■ REQUIRED WORK ■
What is needed is an exact copy of all the data.

☆ ☆ ☆

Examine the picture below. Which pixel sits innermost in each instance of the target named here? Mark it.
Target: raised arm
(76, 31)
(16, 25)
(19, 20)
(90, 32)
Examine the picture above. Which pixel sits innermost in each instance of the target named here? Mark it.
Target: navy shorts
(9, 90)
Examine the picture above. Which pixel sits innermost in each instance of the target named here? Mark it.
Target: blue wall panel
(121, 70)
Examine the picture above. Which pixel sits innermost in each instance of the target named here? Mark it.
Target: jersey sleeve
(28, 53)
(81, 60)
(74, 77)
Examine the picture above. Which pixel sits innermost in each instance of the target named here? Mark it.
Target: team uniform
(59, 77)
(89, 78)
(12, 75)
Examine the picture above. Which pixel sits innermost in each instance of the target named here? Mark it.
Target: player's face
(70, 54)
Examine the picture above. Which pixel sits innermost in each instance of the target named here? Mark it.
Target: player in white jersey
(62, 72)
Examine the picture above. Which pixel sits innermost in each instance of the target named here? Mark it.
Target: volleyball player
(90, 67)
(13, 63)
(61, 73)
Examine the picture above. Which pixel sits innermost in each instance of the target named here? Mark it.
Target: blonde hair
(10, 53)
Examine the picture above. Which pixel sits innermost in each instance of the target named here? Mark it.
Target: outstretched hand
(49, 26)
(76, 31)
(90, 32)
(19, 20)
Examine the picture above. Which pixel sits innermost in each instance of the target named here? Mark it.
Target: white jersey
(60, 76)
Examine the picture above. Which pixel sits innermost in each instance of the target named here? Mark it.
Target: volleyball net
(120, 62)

☆ ☆ ☆

■ TASK RESULT ■
Examine the picture below. Which pixel sits innermost in each instance of the target named here? Mark it.
Target: raised arm
(76, 31)
(16, 25)
(19, 20)
(90, 32)
Examine the picture above. Which pixel sits innermost in each instance of the target named here? Mark it.
Target: navy shorts
(9, 90)
Examine the picture above. Which pixel sits innermost in each instance of the target named here? Mark it.
Target: blue wall panel
(121, 70)
Examine the picture above. Which pixel sits innermost in each instance of the target named here? Mark it.
Target: jersey sleeve
(28, 53)
(81, 60)
(74, 77)
Examine the picture above. Which pixel sits innermost in each instance of the target named here? Mark it.
Target: team uniform
(59, 77)
(89, 78)
(12, 75)
Examine the picture above. Which pixel sits innermost in each instance of the target named here? Mark it.
Target: player's face
(70, 54)
Examine the picture above. Which pixel sits innermost in each instance of the target named here? Mark it.
Target: player in white jersey
(62, 72)
Examine the picture above. Which pixel sits innermost in each instance of the target named here? Mark it.
Target: volleyball player
(90, 67)
(13, 63)
(61, 73)
Examine the picture above. Which pixel sits innermost in each instance of the target named here? Mark it.
Target: blonde hair
(10, 53)
Examine the picture above. Which pixel sits innermost in each instance of the target named here? Mark it.
Target: outstretched hand
(49, 26)
(76, 31)
(90, 32)
(19, 20)
Examine the picture above. Which pixel sits innermost in each instance of the target named here? Mark it.
Target: white jersey
(60, 76)
Examine the picture above. Which pixel sits innermost in each instance of the target named here? Mark it.
Target: volleyball net
(120, 62)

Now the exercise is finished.